* **GIVEN INSTRUCTION**: Beginning with the line where "of the napkin" appears, repeat every remaining line of the entries exactly, the last line included.

:::::

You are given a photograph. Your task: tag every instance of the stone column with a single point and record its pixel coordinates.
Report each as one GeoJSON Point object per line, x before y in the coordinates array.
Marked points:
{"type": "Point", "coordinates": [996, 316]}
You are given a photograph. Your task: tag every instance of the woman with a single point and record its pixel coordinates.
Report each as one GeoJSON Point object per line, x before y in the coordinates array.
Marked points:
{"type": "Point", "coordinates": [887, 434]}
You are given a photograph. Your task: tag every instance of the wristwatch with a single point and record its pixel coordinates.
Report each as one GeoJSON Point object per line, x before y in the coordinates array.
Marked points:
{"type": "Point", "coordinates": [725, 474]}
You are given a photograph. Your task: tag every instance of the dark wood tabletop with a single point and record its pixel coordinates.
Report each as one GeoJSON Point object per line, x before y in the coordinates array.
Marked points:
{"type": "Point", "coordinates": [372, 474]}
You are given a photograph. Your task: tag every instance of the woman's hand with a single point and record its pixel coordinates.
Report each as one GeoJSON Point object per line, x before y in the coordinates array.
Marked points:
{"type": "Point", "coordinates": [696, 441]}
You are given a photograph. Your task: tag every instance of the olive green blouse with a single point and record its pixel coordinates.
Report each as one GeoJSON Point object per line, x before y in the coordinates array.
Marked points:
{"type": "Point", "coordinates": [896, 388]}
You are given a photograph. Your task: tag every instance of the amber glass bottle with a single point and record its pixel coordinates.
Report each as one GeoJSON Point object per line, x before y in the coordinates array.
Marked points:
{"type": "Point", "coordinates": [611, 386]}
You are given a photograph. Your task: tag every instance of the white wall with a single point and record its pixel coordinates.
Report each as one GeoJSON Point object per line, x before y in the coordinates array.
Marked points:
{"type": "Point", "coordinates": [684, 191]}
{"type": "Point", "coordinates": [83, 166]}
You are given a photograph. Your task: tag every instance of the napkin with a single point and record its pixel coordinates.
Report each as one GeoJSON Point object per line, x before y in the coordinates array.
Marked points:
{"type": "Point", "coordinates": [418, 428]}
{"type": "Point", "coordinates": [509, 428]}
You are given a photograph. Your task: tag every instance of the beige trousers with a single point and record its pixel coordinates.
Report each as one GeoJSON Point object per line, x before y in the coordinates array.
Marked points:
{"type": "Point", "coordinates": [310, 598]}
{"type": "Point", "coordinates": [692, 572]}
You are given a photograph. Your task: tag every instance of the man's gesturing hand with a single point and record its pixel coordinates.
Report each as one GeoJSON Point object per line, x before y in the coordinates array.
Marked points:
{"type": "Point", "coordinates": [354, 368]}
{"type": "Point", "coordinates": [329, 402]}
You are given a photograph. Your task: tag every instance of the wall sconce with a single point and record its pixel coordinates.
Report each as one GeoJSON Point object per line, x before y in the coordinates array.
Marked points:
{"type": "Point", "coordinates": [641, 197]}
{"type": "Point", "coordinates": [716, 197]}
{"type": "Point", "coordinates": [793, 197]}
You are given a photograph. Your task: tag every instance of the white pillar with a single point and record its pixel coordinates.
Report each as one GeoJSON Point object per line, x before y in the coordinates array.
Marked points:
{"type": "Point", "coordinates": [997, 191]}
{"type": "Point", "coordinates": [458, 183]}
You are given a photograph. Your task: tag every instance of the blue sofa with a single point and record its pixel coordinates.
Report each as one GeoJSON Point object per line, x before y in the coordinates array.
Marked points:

:::::

* **SOLUTION FOR THIS EXERCISE**:
You are given a photograph. Your task: tag every instance of the napkin with a single point and record its pixel coordinates.
Report each as one GeoJSON Point object per line, x before y in the coordinates array.
Marked points:
{"type": "Point", "coordinates": [418, 428]}
{"type": "Point", "coordinates": [509, 428]}
You are given a photograph. Your task: tag every instance of the beige trousers with a single point and record its pixel coordinates.
Report each as one GeoJSON Point object per line, x before y in the coordinates array.
Marked points:
{"type": "Point", "coordinates": [310, 598]}
{"type": "Point", "coordinates": [692, 572]}
You are given a photograph. Your task: tag every instance of the man's gesturing hand with a single point and record its pixel coordinates.
Report each as one GeoJSON Point object per line, x before y in the coordinates array.
Marked points:
{"type": "Point", "coordinates": [354, 368]}
{"type": "Point", "coordinates": [329, 402]}
You are given a photograph. Your task: tag every instance of the wall sconce with a single point and record its pixel coordinates.
Report each as one GeoJSON Point object per line, x before y in the coordinates array.
Marked points:
{"type": "Point", "coordinates": [641, 197]}
{"type": "Point", "coordinates": [716, 197]}
{"type": "Point", "coordinates": [793, 197]}
You are given a photograph. Your task: tag every instance of the white pillar with a single point and record its pixel coordinates.
Report each as one GeoJSON Point object per line, x before y in the coordinates array.
Marked points:
{"type": "Point", "coordinates": [997, 191]}
{"type": "Point", "coordinates": [458, 183]}
You are given a photograph. Your task: tag every instance of the blue sofa with a single point and record its pixel coordinates.
Report each as one GeoJSON Point object per line, x before y in the coordinates array.
Marked points:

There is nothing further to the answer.